Aufgaben:
1. Nenne alle deutschen Wörter, die laut dem Erfahrungsbericht über die italienische Talkshow in die italienische Alltagssprache übernommen wurden.
2. Setze den Erfahrungsbericht über den Auftritt in der italienischen Talkshow im Anschluss an seinen letzten Satz fort.

In italienischen Talkshows sehen sich deutsche Journalisten, die in Italien leben, plötzlich in der Rolle der Verteidigung. So ist es auch unserer Mailand-Korrespondentin Kirstin Hausen ergangen. Ein persönlicher Erfahrungsbericht.

Von Kirstin Hausen |
    20 nach 9 am Montagabend. Ich sitze in einem Fernsehstudio. Grelle Scheinwerfer, gespanntes Publikum, im Hintergrund große Schlagzeilen aus deutschen blättern. Die politische Talkshow "L` Infedele" widmet sich den deutsch-italienischen Beziehungen. Der Titel ist schlicht und stellt auch die grammatikalisch anfechtbare Frage: Europa kaputt? Kaputt ist eines dieser Wörter, die aus dem Deutschen in die italienische Alltagssprache übernommen wurden. So wie Hinterland oder Sachertorte.

    Wenn etwas kaputt ist, dann heißt das in Italien, es ist unwiederbringlich und vollkommen zerstört. Während ich noch darüber nachdenke, wieso das deutsche "kaputt" eine Steigerung des italienischen Wortes für kaputt ist, geht es auch schon los.

    "Sie wissen doch, was die italienischen Zeitungen über Deutschland schreiben?",

    fragt der Moderator.

    Ja, ich weiß es. Sie schreiben zum Beispiel, dass Deutschland Europa zum dritten Mal in den Abgrund stürzen wird, nach zwei Weltkriegen. Warum? Weil die deutsche Regierung gegen gemeinsame europäische Staatsanleihen ist und die Europäische Zentralbank nicht unbegrenzt Geld in den Wirtschaftskreislauf pumpen soll.

    Ich sage, dass ich den Vergleich zwischen der deutschen Position in der Eurokrise und der deutschen Schuld in den beiden Weltkriegen für falsch und unpassend halte. Ich versuche auch zu erklären, wieso, aber weit komme ich nicht.

Einträge:

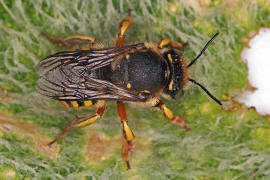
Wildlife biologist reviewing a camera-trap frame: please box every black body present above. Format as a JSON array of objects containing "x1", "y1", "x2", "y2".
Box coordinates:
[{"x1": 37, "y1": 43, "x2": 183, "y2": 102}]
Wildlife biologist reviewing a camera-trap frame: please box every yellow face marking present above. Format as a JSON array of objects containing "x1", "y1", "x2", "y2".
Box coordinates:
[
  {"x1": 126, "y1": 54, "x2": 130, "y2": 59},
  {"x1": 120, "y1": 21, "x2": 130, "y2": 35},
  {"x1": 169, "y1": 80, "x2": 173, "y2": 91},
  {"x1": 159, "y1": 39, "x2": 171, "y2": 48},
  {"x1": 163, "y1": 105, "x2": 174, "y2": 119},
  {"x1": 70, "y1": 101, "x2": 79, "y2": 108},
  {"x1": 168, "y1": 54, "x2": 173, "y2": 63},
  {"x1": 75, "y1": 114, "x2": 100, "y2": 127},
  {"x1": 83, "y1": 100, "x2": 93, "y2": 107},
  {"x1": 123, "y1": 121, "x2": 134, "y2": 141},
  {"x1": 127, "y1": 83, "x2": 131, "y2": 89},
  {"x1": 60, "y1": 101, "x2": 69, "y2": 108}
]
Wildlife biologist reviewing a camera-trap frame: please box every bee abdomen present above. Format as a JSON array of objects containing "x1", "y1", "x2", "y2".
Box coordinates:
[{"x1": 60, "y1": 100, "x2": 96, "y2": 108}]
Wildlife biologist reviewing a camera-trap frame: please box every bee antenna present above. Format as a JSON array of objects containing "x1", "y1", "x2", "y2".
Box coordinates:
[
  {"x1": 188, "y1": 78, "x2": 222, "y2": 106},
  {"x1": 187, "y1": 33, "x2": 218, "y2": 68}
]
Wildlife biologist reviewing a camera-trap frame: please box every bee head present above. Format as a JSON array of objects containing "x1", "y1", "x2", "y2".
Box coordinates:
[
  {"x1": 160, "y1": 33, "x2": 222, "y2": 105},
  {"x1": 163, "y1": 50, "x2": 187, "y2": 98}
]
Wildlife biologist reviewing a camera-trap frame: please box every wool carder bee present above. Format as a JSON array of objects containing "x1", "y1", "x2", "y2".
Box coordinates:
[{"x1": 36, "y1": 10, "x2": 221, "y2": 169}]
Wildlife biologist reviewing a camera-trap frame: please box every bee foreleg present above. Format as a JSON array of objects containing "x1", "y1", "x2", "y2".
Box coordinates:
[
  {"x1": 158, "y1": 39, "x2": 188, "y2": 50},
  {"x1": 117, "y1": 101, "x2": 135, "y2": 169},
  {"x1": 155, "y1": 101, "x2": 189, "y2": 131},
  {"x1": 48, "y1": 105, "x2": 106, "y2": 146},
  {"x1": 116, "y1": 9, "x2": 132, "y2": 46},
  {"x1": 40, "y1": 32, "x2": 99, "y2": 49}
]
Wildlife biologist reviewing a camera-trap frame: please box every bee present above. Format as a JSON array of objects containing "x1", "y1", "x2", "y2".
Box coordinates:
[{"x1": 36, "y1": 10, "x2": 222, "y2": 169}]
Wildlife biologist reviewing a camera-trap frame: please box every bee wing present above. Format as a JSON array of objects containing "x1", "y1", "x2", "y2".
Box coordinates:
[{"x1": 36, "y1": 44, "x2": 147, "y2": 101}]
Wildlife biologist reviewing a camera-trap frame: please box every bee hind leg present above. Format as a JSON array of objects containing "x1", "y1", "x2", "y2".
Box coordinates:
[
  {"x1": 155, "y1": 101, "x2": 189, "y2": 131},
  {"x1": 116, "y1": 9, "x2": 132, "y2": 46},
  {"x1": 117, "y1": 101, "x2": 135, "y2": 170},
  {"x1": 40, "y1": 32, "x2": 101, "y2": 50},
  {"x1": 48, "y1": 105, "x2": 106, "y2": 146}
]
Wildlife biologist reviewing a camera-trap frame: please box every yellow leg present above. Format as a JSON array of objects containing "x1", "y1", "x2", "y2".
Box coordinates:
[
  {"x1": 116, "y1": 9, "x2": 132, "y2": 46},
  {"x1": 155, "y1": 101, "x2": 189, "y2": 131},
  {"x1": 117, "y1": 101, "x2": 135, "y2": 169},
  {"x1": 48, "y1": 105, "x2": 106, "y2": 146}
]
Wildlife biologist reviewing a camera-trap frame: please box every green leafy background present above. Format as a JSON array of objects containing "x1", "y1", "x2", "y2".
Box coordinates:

Lösungen:
1. Kaputt, Hinterland, Sachertorte

2.
    Die Kollegin von der "Süddeutschen Zeitung", die neben mir sitzt, traut ihren Ohren nicht. Sie ist erstaunt über die Vorwürfe, die wir an diesem Abend stellvertretend für Deutschland zu hören bekommen. Denn bisher ernteten wir in Italien eher Lob. Für unsere Zuverlässigkeit, unser soziales Netz, unser Lohnniveau, unser Gesundheitssystem, all die Vorzüge, die aus italienischer Sicht typisch deutsch sind. Doch heute wird uns, wie es im Untertitel der Sendung heißt, "der Prozess gemacht". Von italienischen Journalisten, Wirtschaftswissenschaftlern und von dem Finanzberater Vladimiro Giacché.

    "Es geht hier um ein globales Scheitern, aber jeder muss die Verantwortung übernehmen, die er trägt, und Deutschland trägt eine sehr große Verantwortung. Die Griechen haben ihre Bilanzen gefälscht, aber wieso hat das niemand bemerkt? Vielleicht, weil es sich gelohnt hat für diejenigen, die ihre Produkte nach Griechenland exportiert haben? Also Deutschland und Frankreich."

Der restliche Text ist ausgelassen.